§ **Text for analysis**

Projects

Using genetic knockouts in mice and synthetic small molecule activators we have shown that the LXRs play important roles in limiting the progression of cardiovascular disease and they can reverse established heart disease in animal models.

Treatment with synthetic LXR agonists promotes confromational changes in LXR that increase transcriptional activity. In vivo LXR agonist treatment results in a decrease in atherosclerosis measured by the amount of lipid (red stained material) in the aorta.

Currently we are exploring links between fat/cholesterol metabolism and the inflammatory response that occurs in response to alterations in diet and to infectious agents. We have found that type I interferons induce expression of LXR and that LXR subsequently plays a role in shutting off the interferon response. Strikingly, LXR knockout mice appear to have a prolonged inflammatory response when infected with Flu virus. 

Interferon induces expression of LXR in macrophages. Macrophage LXR helps to shut off the inflammatory response and inhibit interferon signaling.

§ **Work instruction 1**
Copy the passage on LXR research word for word, starting with "Currently we are" and going on through "inhibit interferon signaling.".
§ **Work instruction 2**
Write the next part of the passage on LXR research, picking up after its final sentence.

§ **Data supplied**
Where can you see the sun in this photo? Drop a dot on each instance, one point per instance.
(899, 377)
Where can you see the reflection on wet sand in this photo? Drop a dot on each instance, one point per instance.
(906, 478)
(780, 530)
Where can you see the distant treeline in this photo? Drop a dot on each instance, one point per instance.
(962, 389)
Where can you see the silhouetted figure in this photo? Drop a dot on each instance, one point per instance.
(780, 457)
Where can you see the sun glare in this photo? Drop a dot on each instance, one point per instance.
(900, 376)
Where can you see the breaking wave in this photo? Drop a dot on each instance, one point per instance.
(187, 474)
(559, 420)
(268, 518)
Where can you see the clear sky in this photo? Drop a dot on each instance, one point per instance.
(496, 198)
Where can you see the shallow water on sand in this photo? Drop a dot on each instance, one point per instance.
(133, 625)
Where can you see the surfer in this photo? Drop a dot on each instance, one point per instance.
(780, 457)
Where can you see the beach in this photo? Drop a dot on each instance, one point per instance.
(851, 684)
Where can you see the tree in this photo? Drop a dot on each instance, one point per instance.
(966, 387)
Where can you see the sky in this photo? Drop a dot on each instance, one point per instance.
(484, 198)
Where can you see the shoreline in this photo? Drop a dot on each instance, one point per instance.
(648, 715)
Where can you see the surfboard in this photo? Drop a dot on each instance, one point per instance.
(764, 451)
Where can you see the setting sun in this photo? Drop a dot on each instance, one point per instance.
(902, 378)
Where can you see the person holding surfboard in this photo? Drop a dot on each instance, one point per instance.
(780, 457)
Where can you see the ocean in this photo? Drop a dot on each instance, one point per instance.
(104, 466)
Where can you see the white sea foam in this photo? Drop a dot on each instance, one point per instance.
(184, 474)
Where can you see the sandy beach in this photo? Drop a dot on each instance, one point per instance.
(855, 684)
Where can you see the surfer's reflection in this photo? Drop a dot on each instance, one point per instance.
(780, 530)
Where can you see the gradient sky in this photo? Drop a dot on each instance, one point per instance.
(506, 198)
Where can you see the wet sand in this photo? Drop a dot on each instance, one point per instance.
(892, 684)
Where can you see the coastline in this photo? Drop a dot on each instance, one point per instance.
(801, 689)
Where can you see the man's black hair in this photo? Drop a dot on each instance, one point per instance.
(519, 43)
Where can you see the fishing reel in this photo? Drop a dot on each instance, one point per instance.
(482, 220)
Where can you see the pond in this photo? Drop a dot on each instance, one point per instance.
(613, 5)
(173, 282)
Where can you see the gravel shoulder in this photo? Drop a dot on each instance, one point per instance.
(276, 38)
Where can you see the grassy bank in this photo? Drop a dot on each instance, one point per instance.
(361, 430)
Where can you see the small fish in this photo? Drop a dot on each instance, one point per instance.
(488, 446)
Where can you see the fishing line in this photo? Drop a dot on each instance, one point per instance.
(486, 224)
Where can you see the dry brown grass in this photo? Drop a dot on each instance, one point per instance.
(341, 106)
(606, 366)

§ **Exercise answer 1**
Currently we are exploring links between fat/cholesterol metabolism and the inflammatory response that occurs in response to alterations in diet and to infectious agents. We have found that type I interferons induce expression of LXR and that LXR subsequently plays a role in shutting off the interferon response. Strikingly, LXR knockout mice appear to have a prolonged inflammatory response when infected with Flu virus. 

Interferon induces expression of LXR in macrophages. Macrophage LXR helps to shut off the inflammatory response and inhibit interferon signaling.

§ **Exercise answer 2**
We have developed a novel mouse model that allows reversible control of cholesterol of levels in the liver and in immune cells by driving expression of mutant version of LXR. These mice rapidly develop non-alcoholic steatohepatitis (NASH) when challenged with dietary cholesterol but disease progression can be inhibited by reactivation of LXR activity. We are currently using this model to understand the pathogenesis of NASH and other liver diseases.

Mutation of tryptophan (W) at position 441 of mouse LXR to phenylalanine (F) results in dramatic accumulation of cholesterol in the  livers of heterozygote (W/F) and homozygous W441F mice in mice fed a high cholesterol diet. Treatment with LXR agonist reverses the effect of diet.